# Given request
Quote, without change, all of the lines that follow.

# Stored records
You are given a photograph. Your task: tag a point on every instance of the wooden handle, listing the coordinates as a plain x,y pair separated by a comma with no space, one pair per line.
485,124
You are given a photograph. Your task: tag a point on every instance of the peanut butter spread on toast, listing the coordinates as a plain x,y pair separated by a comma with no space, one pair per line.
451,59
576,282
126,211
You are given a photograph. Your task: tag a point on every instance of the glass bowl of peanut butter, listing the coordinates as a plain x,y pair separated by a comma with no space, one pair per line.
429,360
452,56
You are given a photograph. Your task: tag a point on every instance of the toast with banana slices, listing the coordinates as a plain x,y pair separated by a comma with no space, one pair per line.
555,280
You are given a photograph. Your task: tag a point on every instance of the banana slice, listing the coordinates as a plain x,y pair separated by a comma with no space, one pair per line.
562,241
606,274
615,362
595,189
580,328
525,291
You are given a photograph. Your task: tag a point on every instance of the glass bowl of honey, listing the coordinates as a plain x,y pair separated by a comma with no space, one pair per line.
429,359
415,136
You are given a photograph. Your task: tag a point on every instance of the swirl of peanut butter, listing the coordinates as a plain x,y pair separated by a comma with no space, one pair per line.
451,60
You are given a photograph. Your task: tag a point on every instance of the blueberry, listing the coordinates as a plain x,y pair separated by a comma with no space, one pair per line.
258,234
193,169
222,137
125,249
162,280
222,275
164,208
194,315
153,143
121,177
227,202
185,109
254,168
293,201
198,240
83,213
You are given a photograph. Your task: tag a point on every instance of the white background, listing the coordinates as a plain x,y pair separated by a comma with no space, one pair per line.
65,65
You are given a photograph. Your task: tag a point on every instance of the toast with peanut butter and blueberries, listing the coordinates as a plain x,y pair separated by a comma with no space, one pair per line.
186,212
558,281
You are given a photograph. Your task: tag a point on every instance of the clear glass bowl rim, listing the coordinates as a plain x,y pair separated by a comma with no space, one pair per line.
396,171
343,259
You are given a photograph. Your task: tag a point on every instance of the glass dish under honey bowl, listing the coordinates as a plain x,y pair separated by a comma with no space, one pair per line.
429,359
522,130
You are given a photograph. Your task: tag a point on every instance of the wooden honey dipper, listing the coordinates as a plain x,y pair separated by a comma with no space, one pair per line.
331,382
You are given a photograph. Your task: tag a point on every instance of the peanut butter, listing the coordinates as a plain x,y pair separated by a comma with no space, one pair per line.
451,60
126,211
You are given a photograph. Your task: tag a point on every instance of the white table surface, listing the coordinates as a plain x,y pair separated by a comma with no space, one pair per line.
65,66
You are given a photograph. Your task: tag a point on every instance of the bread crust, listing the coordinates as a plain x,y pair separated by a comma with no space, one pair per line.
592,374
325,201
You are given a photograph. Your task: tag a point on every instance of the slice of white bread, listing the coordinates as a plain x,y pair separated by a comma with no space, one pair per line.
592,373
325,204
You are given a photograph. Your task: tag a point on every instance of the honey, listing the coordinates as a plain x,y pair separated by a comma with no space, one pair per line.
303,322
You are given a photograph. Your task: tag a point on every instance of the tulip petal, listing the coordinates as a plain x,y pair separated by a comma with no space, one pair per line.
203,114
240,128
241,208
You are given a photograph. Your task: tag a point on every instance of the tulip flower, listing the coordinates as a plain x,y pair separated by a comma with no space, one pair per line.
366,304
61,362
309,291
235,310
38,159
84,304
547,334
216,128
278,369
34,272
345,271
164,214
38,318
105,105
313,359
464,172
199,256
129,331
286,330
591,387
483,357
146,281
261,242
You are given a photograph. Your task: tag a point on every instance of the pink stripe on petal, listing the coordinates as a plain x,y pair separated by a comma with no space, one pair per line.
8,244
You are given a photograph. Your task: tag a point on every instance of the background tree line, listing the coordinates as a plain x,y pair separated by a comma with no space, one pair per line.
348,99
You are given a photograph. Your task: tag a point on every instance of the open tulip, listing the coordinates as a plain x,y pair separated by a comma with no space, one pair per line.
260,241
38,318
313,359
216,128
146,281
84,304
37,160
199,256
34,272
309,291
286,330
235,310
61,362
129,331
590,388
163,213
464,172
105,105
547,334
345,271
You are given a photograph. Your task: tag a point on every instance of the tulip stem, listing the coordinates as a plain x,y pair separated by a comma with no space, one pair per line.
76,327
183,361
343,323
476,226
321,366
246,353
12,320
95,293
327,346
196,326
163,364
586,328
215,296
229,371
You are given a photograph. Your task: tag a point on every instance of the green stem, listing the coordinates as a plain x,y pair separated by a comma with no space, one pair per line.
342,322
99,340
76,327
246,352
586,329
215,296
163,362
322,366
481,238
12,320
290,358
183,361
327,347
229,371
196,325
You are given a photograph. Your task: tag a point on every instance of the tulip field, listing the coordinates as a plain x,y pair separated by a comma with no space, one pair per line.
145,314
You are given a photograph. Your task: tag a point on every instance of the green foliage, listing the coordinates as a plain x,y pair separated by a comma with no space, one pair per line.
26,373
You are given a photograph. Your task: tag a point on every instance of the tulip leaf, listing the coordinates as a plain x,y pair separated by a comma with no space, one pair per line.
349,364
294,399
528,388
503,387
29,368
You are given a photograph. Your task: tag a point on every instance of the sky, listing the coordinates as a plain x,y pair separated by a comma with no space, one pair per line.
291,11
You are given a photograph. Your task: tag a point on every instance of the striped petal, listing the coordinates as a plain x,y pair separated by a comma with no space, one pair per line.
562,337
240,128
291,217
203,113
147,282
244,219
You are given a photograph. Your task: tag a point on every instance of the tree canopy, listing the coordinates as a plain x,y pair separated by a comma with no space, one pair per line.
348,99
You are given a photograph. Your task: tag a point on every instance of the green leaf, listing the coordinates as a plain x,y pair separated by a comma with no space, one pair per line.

# Output
You are given a photograph. Your task: tag a point on every instance of the wooden handle, listing the coordinates as a plain x,y pair separated by a comma with no space, one pair per line.
485,124
You are given a photograph. Your task: tag a point on every instance of the peanut butter spread on toast, listing the coordinates as a plain x,y pair separated by a comma with no space, one pair per line.
451,59
576,282
126,211
You are given a photograph. Your task: tag a point on every instance of the glass bowl of peanut butter, listing the coordinates as a plain x,y pair separated by a comma with no space, one pair per line.
429,360
452,56
You are given a photograph. Your task: tag a point on every instance of the toast with banana slices, listing the coordinates as a plain x,y pair separated by a comma with no space, one pair per line.
555,280
You are given a photograph. Your task: tag a point on every instance of the banana slice, listing the coordinates as a plain x,y pair separated by a comma with no space, one pair per line.
562,241
606,274
615,362
595,189
580,328
525,291
You are given a photograph. Your task: tag a point on every instance of the glass bowl of honey, listing the coordinates as a plain x,y pair separated by a comma with no space, one pair per line.
429,359
415,136
You are given a photograph. Your task: tag a point on every instance of the swirl of peanut butter, listing the coordinates as a plain x,y pair separated by a comma with no space, one pair per line.
451,60
You are given a photograph. Your task: tag a point on every instance of the blueberry, listing the coordinates as a plain x,y pair separated by a comma with no space, one pair per line.
258,234
193,169
222,137
125,249
162,280
222,275
164,208
194,315
153,143
121,177
227,202
185,109
254,168
293,201
198,240
83,213
You are given a photograph. Your task: tag a point on every instance of the white background, listing the coordinates as a plain x,y pair separated by a comma with no space, one pair per line.
65,65
You are given a photograph. Your task: tag a point on every instance of the toast with peanut butter and blueberries, listing the coordinates as a plain x,y pair separated by a comma with no space, one pair per line.
186,212
558,281
You are given a photograph. Your task: tag a point on every instance of the clear glass bowl rim, listing the coordinates as a plain x,y pair separated by a comma with no space, one pair per line.
396,171
343,259
You are given a photograph. Your task: tag a point on every instance of the glass dish under honey bowl, listing the coordinates as a plain x,y pair separated by a comma with no space, one pair per line.
429,359
522,130
You are given a photograph. Your task: tag a point on every instance of the wooden honey dipper, listing the coordinates as a plain x,y pair separated by a comma with no space, one pair per line.
331,382
You are given a photograph. Your task: tag a point on every instance of the peanut butter, listing the coordinates as a plain x,y pair separated by a comma with no space, one pair per line.
451,60
126,211
You are given a photograph. Your task: tag a point on every instance of the white table surface, listing the coordinates as a plain x,y pair separated by a comma with no space, one pair per line.
65,66
You are given a photograph. Your task: tag a point on every instance of the bread crust, listing the coordinates as a plain x,y pair separated by a comma with no space, one pair per line.
592,374
325,201
You are given a photograph. Your task: tag a point on every instance of the slice of white bread, listing the coordinates as a plain x,y pair separated by a comma with no space, one pair per line.
592,373
325,204
You are given a photograph. Your task: tag a point on every instance of the honey, listing the coordinates as a plain x,y pair separated by a comma with no space, one pair per line.
303,322
You are given a photograph. Your task: tag a point on every instance of the tulip petal, listing the coordinates as a plain x,y pair separated by a comma with no space, one pair per line.
203,114
240,128
241,208
You are given a photograph. Your task: tag a point on every instance of the tulip flower, listing the coordinates as a plain x,y pair separated by a comma with no space, one pair per line.
366,304
61,362
309,291
235,310
38,159
84,304
547,334
216,128
278,369
34,272
345,271
164,214
38,318
105,105
313,359
464,172
199,256
129,331
286,330
591,387
483,357
146,281
261,242
You are given a photograph. Your task: tag a point on every instance of the pink stripe on petal, listing the coordinates as a plain x,y pair separated by a comma with no space, one pair per line.
8,244
You are given a photograph. Your task: tag a point on every instance of the background tree line, listing the coordinates as a plain x,y pair separated by a comma with no space, one pair per line.
348,99
You are given a photograph. Your task: tag a point on every instance of the open tulip, listing the coordinates as a plain x,y pair separated by a comma with no space, one pair per line.
260,241
38,318
313,359
216,128
146,281
84,304
37,160
199,256
34,272
309,291
286,330
235,310
61,362
129,331
590,388
163,213
464,172
105,105
547,334
345,271
You are given a photograph. Your task: tag a point on every instance of the tulip stem, listing the coordinates as a plain x,y pair separated by a comma with no space, one pair per line.
76,327
183,361
343,323
476,226
321,366
246,353
12,320
95,293
327,346
196,326
163,364
586,328
215,296
229,371
You are given a photograph. Your task: tag a point on every instance of the green stem, listing the coordinates as a plain x,y pair separated by a comma with no space, one pair per line.
342,322
99,340
76,327
246,352
586,329
215,296
163,362
322,366
481,238
12,320
290,358
183,361
327,347
229,371
196,325
You are given a photograph. Your task: tag a point on every instance of the tulip field, listing the coordinates as a plain x,y pair separated by a comma with no space, one pair per line.
145,314
You are given a photograph. Your task: tag a point on every instance of the green foliage, listing the coordinates as a plain x,y pair separated by a comma with no space, one pair per line.
26,373
You are given a photograph. Your task: tag a point on every instance of the tulip leaf, listing the coordinates as a plain x,y pair separated by a comma with no space, one pair per line.
349,364
294,399
528,388
503,387
29,368
You are given a photograph. Your task: tag a point on every instance of the sky, listing the coordinates as a plain x,y pair separated by a comma with no space, one pair per line.
291,11
You are given a photograph. Your task: tag a point on every instance of the striped petal, listing the coordinates as a plain x,y pair separated by a comma with no space, one pair per line.
562,337
240,128
291,217
203,113
147,282
244,219
You are given a photograph. Your task: tag a point on every instance of the tree canopy, listing the coordinates as a plain x,y pair separated by a comma with no space, one pair per line.
348,99
You are given a photograph. Your task: tag a point on every instance of the green leaf, listing the coordinates as a plain x,y pair separated by a comma with no space, one pair per line.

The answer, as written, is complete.